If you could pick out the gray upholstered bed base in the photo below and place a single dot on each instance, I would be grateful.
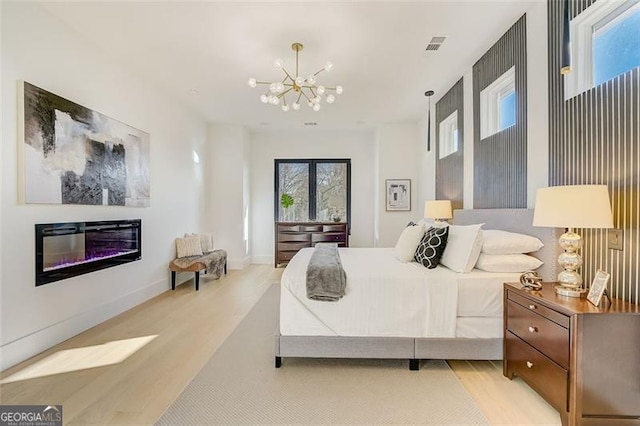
(412, 349)
(415, 349)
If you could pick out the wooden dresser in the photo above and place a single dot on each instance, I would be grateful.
(293, 236)
(584, 360)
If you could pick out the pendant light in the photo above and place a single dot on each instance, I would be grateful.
(428, 94)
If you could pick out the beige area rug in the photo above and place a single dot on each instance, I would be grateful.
(239, 385)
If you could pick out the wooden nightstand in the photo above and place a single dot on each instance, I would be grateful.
(584, 360)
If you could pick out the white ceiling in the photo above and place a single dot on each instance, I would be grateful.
(377, 48)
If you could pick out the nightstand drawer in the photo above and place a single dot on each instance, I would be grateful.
(542, 374)
(534, 306)
(327, 238)
(543, 334)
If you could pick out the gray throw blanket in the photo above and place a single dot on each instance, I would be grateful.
(326, 280)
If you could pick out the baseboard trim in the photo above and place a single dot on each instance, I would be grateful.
(25, 347)
(239, 263)
(262, 260)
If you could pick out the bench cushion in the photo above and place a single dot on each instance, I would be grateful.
(213, 262)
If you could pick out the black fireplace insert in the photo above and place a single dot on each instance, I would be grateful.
(65, 250)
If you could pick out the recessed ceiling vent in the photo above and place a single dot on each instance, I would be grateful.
(436, 42)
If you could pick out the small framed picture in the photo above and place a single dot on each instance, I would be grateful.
(398, 194)
(598, 287)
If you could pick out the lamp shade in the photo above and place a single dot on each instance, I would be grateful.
(573, 206)
(437, 209)
(336, 201)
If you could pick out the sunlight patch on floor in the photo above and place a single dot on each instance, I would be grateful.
(108, 353)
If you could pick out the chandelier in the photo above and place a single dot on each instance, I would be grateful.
(306, 89)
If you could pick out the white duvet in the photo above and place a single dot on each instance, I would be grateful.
(374, 304)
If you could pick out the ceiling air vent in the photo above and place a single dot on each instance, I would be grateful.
(436, 42)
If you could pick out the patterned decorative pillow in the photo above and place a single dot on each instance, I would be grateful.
(188, 246)
(431, 247)
(206, 242)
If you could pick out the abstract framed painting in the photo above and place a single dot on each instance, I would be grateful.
(398, 194)
(74, 155)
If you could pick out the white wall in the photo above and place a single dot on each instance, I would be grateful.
(266, 146)
(537, 101)
(39, 49)
(228, 191)
(399, 152)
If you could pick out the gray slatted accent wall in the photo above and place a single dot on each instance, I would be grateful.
(500, 160)
(449, 170)
(594, 138)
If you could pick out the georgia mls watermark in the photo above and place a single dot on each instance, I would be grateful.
(30, 415)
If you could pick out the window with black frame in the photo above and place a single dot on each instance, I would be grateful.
(312, 190)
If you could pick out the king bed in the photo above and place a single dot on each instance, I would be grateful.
(402, 310)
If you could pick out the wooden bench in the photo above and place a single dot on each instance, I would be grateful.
(216, 258)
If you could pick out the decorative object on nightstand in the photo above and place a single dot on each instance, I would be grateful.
(599, 288)
(582, 359)
(572, 206)
(336, 204)
(531, 280)
(440, 210)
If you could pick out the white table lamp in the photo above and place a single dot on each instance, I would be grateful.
(572, 206)
(440, 210)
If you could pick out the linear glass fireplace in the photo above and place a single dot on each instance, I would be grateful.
(65, 250)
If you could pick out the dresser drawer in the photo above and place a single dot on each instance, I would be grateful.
(311, 228)
(535, 306)
(292, 246)
(286, 255)
(327, 238)
(288, 228)
(542, 374)
(543, 334)
(341, 227)
(291, 237)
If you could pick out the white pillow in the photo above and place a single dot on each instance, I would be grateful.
(463, 247)
(507, 262)
(503, 242)
(206, 241)
(188, 246)
(408, 242)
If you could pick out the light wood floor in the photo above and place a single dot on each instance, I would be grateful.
(129, 369)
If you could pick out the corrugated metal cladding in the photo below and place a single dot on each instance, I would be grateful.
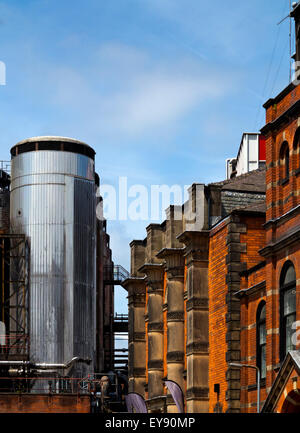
(53, 204)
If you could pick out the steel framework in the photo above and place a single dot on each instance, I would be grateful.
(14, 297)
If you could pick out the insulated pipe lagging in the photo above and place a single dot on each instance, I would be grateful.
(45, 366)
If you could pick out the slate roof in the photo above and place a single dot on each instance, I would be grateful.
(254, 181)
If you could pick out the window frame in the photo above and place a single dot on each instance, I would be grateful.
(284, 162)
(259, 323)
(283, 317)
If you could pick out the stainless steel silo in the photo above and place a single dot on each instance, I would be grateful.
(53, 204)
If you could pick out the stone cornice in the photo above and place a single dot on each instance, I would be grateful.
(193, 238)
(283, 218)
(284, 242)
(251, 290)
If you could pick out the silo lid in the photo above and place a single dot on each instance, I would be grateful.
(57, 143)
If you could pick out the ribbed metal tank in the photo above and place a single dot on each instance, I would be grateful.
(53, 204)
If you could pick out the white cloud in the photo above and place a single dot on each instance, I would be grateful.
(125, 91)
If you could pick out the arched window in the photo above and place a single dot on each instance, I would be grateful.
(296, 148)
(261, 335)
(287, 308)
(284, 162)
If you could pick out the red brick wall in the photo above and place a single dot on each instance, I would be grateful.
(217, 312)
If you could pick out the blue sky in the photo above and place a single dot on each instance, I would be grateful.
(162, 89)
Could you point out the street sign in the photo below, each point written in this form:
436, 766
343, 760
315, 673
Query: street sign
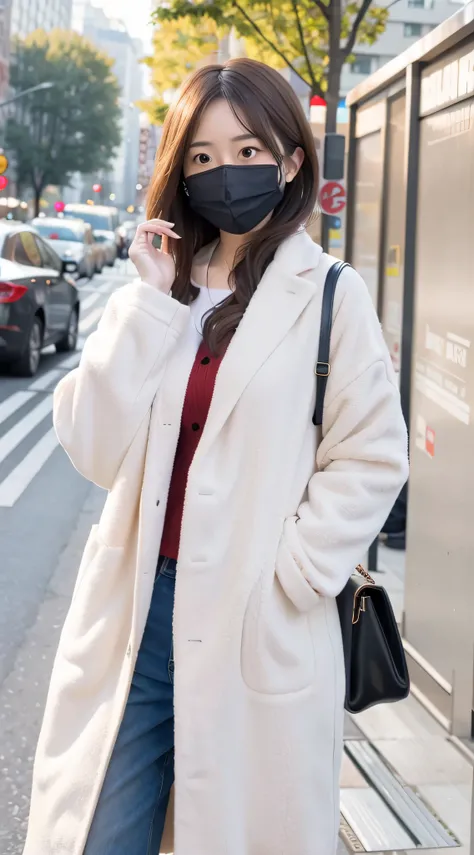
332, 197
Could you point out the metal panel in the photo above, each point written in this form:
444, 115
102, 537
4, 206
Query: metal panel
411, 161
439, 594
448, 81
367, 209
392, 266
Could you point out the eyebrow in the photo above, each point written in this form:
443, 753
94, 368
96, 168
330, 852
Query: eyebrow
240, 138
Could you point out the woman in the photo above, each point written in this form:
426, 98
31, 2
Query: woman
269, 521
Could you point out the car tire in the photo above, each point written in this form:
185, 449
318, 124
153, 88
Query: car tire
69, 341
28, 363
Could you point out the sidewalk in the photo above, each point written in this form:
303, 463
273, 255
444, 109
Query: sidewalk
398, 746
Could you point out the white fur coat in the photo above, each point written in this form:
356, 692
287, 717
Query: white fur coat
273, 526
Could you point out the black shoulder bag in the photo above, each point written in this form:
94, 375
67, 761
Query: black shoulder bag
376, 668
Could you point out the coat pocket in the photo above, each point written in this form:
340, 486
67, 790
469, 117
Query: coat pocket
277, 654
90, 550
98, 622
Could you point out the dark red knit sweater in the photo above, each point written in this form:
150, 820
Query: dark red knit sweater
195, 411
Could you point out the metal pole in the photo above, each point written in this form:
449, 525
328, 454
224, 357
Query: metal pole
412, 145
350, 184
40, 87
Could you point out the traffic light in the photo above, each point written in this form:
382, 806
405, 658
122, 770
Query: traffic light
334, 147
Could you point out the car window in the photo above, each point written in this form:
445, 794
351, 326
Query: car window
23, 249
48, 256
53, 232
102, 222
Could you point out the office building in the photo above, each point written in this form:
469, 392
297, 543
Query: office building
30, 15
112, 37
409, 21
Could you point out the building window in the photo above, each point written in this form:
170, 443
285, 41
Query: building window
362, 65
412, 31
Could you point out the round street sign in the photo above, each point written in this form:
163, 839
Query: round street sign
332, 197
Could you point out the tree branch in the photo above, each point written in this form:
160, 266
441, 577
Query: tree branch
314, 84
349, 46
268, 42
322, 8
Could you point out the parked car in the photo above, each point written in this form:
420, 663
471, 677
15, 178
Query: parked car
104, 223
39, 301
127, 231
73, 242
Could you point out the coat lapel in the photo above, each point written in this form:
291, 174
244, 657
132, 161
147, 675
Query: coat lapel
279, 300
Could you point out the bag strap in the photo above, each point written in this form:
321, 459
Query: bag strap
323, 366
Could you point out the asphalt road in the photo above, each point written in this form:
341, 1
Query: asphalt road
46, 512
40, 492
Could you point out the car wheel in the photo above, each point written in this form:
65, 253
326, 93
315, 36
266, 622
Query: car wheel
28, 363
69, 340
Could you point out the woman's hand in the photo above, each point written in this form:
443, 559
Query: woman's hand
155, 266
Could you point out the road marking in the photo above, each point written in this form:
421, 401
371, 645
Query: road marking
21, 477
18, 432
91, 319
46, 380
13, 403
90, 300
106, 287
71, 362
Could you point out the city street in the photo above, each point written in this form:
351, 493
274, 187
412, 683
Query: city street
46, 510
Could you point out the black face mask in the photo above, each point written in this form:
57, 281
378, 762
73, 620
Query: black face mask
235, 199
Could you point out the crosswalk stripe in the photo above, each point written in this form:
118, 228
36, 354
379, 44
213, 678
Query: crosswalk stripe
46, 380
71, 362
107, 286
89, 301
91, 319
13, 403
18, 432
19, 478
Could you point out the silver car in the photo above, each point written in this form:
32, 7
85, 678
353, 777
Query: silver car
104, 222
72, 241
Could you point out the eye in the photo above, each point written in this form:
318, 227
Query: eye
249, 151
202, 159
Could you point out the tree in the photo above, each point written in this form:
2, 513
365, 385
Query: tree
314, 38
73, 126
179, 47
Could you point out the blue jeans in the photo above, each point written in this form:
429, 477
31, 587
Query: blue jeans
130, 814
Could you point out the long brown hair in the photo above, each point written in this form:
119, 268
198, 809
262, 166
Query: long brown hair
266, 105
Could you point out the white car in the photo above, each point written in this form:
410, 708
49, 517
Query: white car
72, 241
104, 223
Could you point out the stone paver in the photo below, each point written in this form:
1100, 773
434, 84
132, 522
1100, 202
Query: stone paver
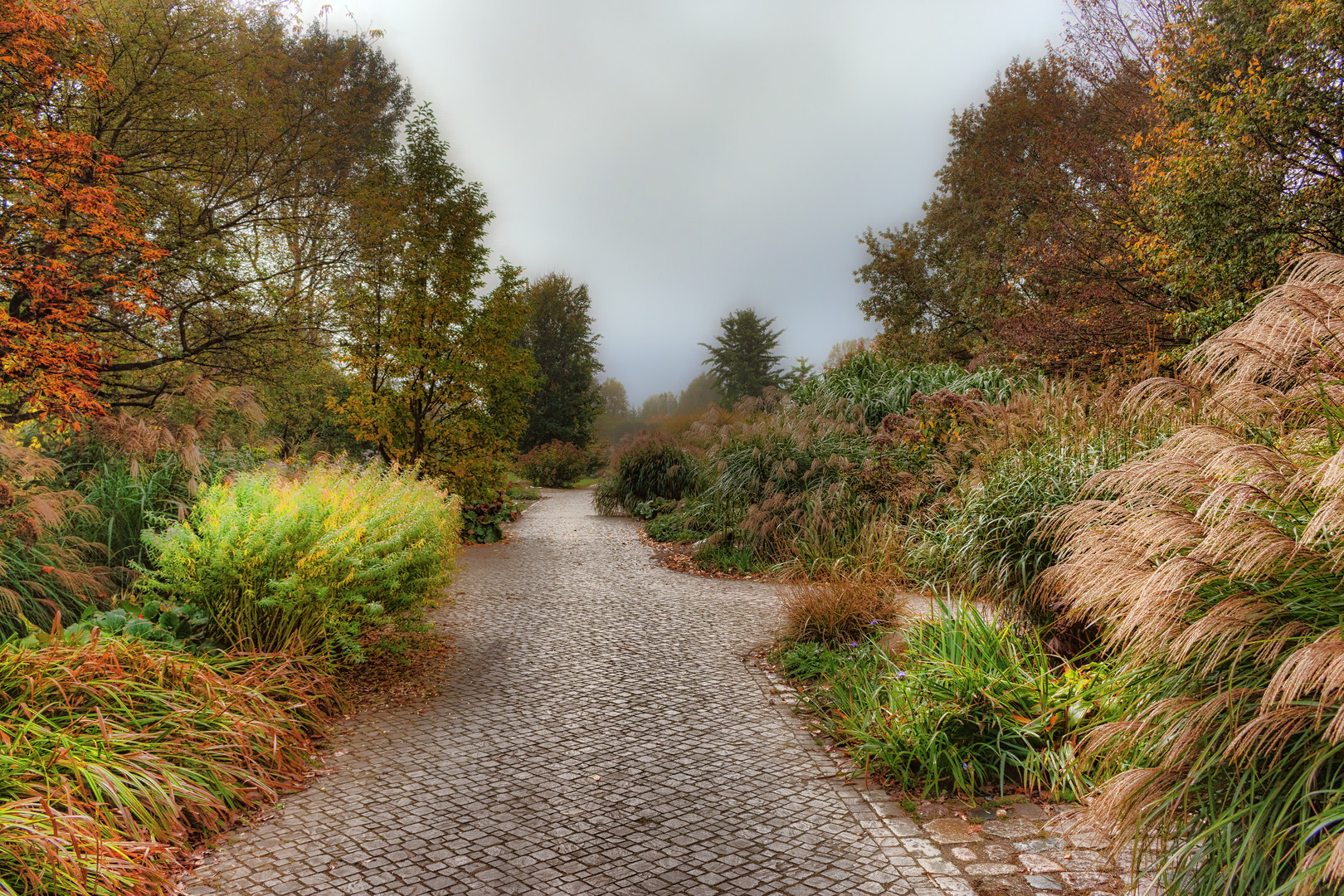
597, 733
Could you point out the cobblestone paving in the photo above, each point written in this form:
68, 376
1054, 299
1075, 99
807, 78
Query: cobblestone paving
598, 733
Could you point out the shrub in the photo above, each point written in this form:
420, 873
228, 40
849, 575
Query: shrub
967, 704
884, 386
485, 523
843, 610
113, 752
1215, 567
647, 465
304, 563
555, 465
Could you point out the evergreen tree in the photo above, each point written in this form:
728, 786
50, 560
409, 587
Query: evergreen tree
561, 338
437, 375
743, 362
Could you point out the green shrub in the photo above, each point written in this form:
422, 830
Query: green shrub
485, 523
884, 387
305, 563
967, 705
647, 465
555, 465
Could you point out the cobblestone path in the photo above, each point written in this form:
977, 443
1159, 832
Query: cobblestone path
597, 731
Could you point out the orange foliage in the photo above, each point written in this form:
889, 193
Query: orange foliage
67, 247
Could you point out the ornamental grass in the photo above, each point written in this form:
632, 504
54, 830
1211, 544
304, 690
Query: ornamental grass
1215, 567
113, 755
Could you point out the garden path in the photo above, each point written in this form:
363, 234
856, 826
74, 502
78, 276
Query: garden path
597, 731
600, 731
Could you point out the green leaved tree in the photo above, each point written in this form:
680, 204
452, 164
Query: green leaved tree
743, 358
559, 334
441, 377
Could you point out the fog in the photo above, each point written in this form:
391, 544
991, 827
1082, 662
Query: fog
689, 158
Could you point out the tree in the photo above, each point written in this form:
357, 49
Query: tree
559, 334
240, 141
743, 359
67, 241
1244, 168
615, 399
440, 377
698, 395
1025, 246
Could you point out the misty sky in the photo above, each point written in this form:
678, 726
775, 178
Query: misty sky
689, 158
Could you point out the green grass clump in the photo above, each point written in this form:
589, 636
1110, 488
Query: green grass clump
645, 466
884, 386
307, 563
969, 704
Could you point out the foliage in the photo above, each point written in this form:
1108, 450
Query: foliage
559, 334
45, 577
249, 193
307, 563
882, 384
71, 249
485, 523
743, 358
440, 377
1213, 566
965, 705
557, 465
645, 466
1025, 249
114, 751
1242, 171
841, 610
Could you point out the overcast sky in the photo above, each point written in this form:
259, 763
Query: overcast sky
689, 158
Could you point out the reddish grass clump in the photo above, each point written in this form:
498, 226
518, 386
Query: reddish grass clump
840, 610
113, 754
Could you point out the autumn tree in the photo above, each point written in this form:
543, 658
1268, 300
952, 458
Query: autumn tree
1025, 247
440, 375
69, 245
615, 398
559, 336
240, 140
743, 358
1244, 168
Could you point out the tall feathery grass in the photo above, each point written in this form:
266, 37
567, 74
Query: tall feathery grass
1216, 567
304, 563
112, 754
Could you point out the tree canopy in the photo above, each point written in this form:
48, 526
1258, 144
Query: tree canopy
559, 336
743, 358
440, 375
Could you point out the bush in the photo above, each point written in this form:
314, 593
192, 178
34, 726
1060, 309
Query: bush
1215, 567
843, 610
884, 386
485, 523
114, 752
965, 705
555, 465
305, 563
647, 465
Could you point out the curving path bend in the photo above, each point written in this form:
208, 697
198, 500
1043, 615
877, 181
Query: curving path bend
597, 733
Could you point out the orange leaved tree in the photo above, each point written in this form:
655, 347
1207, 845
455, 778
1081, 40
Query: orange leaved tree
66, 245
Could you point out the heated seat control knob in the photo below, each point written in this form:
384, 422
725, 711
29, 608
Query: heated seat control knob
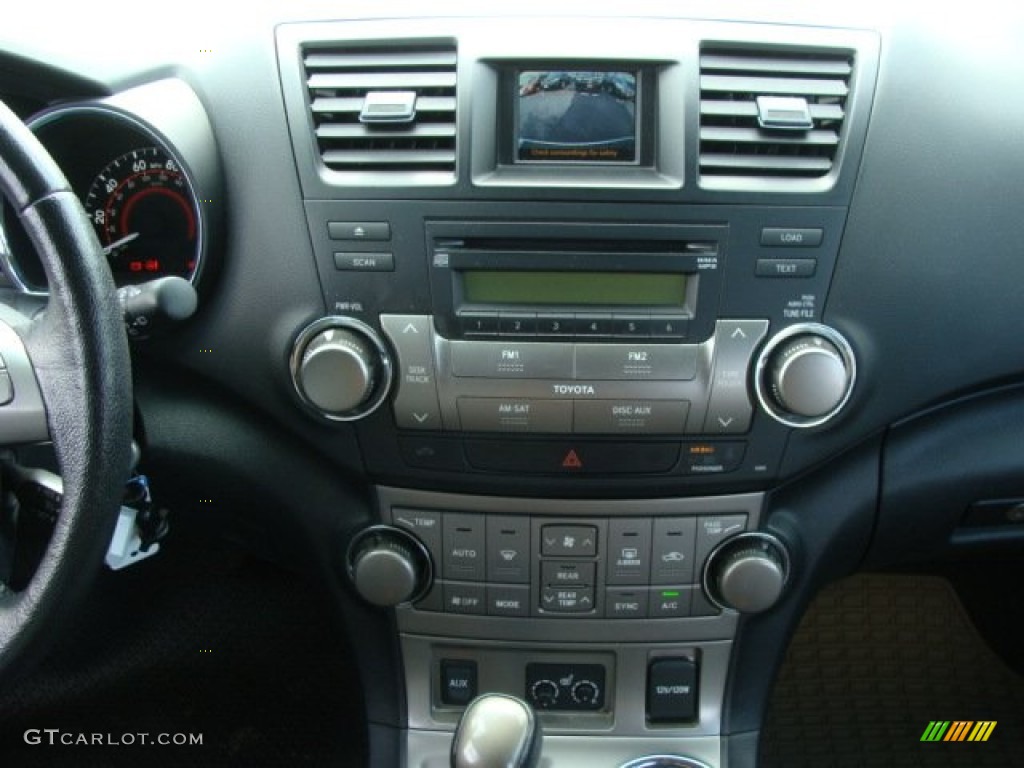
747, 572
341, 369
805, 375
389, 566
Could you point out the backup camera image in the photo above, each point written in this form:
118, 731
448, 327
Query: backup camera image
577, 117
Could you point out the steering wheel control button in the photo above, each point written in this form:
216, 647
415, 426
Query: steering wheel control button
805, 375
729, 410
508, 600
364, 261
356, 230
458, 682
672, 690
565, 687
465, 598
626, 603
388, 566
792, 237
672, 553
748, 572
568, 541
464, 542
669, 602
629, 551
508, 549
567, 573
416, 404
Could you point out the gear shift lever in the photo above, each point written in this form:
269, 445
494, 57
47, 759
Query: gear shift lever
497, 731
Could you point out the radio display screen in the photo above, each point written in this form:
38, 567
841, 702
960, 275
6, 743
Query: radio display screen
580, 289
576, 117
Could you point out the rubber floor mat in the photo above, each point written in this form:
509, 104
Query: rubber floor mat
878, 659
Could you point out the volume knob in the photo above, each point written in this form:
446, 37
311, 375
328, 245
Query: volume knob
341, 369
805, 375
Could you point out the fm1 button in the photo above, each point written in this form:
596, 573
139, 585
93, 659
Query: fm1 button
458, 682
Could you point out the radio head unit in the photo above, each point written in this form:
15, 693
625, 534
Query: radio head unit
562, 282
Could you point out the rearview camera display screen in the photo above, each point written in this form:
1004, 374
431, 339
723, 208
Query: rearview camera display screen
________________________________________
> **What this task involves**
Using the entries above, find all lines with "rearview". Copy them.

> **Answer box**
Could you point out the rearview camera display screen in the photo above, each point written in this form:
Query: rearview camera display screen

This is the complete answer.